Énoncé a:
D'après le texte sur le procès France Télécom placé ci-dessous, répondez aux points suivants :
(i) À quelle date le texte a-t-il été publié ?
(ii) De quelle audience du procès s'agit-il (date) ?
(iii) Dans quelle université enseigne l'auteur du compte rendu ?

Texte fourni:
[Procès France Télécom] Jour 38.1 – La défense : dire le droit contre la société ?

13 juillet 2019 | Suicide Au Travail

L’audience du 8 juillet 2019 du procès France Télécom, vue par Nicolas Hatzfeld, historien, enseignant au département d’histoire de l’Université d’Evry Val d’Essonne. Il travaille sur l’histoire du travail, l’histoire industrielle et l’histoire de la santé au travail, parmi ses publications citons Les gens d’usine. Peugeot-Sochaux, 50 ans d’histoire, éditions de L’Atelier, 2002, ou avec  Michel Pigenet et Xavier Vigna  (dir.), Travail, travailleurs et ouvriers d’Europe au XXe siècle, Editions universitaires de Dijon, 2016, bibliographie.

Entrées de données
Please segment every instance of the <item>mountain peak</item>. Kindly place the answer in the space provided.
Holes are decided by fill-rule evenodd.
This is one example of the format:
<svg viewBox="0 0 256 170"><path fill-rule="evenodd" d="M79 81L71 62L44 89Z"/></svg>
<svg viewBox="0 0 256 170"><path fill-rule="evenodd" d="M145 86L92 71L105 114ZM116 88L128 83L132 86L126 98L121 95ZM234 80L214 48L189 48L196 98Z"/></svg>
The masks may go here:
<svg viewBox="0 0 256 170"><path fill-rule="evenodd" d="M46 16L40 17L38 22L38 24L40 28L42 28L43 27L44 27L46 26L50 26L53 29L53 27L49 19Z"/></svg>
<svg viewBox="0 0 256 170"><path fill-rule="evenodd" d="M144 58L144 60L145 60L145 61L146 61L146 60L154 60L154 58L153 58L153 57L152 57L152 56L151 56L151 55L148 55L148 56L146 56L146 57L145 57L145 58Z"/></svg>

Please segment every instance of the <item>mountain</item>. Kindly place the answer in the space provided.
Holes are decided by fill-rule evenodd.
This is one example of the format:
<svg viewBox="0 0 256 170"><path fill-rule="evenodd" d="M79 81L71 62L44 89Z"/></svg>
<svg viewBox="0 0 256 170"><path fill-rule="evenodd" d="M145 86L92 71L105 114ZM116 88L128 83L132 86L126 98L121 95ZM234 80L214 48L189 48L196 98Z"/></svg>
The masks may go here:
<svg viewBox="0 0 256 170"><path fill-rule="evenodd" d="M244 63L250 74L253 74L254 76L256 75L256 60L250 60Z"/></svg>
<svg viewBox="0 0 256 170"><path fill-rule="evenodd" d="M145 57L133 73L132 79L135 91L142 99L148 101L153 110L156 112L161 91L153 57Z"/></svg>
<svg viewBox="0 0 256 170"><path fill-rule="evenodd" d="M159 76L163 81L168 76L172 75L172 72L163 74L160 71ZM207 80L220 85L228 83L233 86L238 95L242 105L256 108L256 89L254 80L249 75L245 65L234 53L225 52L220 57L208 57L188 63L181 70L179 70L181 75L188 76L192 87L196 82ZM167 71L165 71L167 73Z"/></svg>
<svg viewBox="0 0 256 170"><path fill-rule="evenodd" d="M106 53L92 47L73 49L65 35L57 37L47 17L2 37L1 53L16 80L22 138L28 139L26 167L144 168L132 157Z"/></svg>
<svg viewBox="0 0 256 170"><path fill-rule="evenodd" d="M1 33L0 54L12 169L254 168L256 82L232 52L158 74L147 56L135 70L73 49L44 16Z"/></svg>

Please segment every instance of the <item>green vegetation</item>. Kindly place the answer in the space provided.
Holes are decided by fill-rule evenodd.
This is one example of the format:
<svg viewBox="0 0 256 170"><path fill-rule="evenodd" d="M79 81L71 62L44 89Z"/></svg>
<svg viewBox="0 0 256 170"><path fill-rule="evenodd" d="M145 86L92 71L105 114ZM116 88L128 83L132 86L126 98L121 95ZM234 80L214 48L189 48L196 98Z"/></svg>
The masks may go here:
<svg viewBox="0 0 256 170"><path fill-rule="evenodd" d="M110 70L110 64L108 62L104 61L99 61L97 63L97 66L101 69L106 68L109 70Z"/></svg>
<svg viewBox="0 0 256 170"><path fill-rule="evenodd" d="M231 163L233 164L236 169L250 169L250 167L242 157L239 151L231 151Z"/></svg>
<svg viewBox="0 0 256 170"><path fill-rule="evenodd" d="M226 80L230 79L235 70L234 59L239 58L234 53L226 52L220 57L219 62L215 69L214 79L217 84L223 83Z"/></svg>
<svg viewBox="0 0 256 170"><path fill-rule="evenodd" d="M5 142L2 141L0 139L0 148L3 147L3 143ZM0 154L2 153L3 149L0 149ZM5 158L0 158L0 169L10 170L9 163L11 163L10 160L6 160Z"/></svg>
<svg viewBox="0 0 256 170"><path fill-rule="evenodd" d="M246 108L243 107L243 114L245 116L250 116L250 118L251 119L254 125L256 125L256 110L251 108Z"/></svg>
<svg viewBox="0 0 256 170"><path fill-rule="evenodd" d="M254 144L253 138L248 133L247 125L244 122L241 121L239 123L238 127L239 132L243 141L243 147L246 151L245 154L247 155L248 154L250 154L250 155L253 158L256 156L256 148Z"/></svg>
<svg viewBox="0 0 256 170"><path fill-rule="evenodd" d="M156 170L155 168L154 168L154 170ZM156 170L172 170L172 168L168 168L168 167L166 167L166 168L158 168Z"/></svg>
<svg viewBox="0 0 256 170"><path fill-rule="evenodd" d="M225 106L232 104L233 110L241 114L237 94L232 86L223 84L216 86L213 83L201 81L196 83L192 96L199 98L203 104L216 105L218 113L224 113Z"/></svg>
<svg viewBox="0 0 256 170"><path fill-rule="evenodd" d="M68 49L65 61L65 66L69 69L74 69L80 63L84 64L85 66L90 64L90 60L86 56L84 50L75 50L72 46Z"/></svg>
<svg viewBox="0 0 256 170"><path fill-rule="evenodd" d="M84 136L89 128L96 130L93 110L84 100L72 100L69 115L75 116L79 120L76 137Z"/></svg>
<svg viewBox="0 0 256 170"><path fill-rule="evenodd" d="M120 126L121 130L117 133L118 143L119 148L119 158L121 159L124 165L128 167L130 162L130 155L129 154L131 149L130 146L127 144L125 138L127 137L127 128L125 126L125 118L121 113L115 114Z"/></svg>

Énoncé b: Indiquez le nombre de lignes des entrées qui contiennent la chaîne « mountain », en tenant compte de la casse. Donnez seulement ce nombre.

Corrigé a:
(i) 13 juillet 2019
(ii) L'audience du 8 juillet 2019
(iii) L'Université d'Evry Val d'Essonne

Corrigé b: 2